* [Requirement]:
Keep to one stretch of the data below, the lines from the one with "box: [219, 116, 455, 228]" up to and including the one with "negative clicks: (300, 196)", and return that stretch exactly.

Stored items:
↓↓↓
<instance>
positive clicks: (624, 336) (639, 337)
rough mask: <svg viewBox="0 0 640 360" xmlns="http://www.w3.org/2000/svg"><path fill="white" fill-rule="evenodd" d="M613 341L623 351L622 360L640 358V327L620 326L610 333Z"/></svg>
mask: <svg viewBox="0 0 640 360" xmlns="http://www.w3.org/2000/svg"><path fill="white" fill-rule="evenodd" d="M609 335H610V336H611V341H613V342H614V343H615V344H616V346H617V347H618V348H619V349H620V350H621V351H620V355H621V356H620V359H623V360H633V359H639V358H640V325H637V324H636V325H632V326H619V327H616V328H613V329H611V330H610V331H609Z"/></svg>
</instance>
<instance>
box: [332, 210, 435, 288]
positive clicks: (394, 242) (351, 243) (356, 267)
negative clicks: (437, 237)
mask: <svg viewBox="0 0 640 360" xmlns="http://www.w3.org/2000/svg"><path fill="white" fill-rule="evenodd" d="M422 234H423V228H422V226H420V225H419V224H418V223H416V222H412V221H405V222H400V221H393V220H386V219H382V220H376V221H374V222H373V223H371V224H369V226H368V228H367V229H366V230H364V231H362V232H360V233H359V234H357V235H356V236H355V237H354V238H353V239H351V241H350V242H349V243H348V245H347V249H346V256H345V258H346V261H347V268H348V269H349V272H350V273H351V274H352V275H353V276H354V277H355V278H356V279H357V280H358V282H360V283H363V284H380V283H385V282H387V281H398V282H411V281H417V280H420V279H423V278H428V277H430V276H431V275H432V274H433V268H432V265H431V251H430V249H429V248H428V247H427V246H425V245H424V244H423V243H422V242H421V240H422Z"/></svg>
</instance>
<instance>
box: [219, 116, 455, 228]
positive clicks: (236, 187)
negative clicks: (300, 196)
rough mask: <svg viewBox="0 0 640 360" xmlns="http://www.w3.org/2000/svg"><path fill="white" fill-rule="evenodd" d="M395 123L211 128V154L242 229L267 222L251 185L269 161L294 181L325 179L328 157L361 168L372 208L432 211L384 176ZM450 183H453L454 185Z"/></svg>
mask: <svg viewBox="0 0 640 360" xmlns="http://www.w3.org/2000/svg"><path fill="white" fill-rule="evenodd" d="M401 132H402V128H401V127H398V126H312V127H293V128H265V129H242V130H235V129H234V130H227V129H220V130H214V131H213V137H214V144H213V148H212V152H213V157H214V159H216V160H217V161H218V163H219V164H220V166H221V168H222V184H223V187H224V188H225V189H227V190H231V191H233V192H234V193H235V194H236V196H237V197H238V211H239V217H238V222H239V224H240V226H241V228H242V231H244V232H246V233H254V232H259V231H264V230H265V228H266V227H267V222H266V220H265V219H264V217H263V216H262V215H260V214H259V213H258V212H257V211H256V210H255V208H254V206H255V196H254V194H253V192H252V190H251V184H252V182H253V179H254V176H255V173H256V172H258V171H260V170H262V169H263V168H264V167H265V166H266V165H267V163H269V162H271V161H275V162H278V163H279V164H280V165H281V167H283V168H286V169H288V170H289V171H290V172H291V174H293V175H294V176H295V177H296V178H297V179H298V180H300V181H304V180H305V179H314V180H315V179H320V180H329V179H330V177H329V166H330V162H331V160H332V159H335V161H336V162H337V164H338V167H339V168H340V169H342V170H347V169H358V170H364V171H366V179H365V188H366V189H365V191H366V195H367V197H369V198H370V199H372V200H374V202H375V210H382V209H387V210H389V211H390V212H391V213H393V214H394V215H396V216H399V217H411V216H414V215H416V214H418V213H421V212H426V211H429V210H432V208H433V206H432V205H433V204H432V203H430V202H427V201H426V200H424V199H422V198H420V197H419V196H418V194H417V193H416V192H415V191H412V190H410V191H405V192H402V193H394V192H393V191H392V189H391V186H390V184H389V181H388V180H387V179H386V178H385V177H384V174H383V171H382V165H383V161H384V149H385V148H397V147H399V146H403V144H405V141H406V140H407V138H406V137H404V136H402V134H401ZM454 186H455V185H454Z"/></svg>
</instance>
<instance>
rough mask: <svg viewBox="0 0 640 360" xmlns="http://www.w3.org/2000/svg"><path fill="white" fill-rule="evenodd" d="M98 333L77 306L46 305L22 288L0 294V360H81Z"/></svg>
↑↑↑
* [Solution for this task]:
box: [219, 116, 455, 228]
positive clicks: (236, 187)
negative clicks: (300, 196)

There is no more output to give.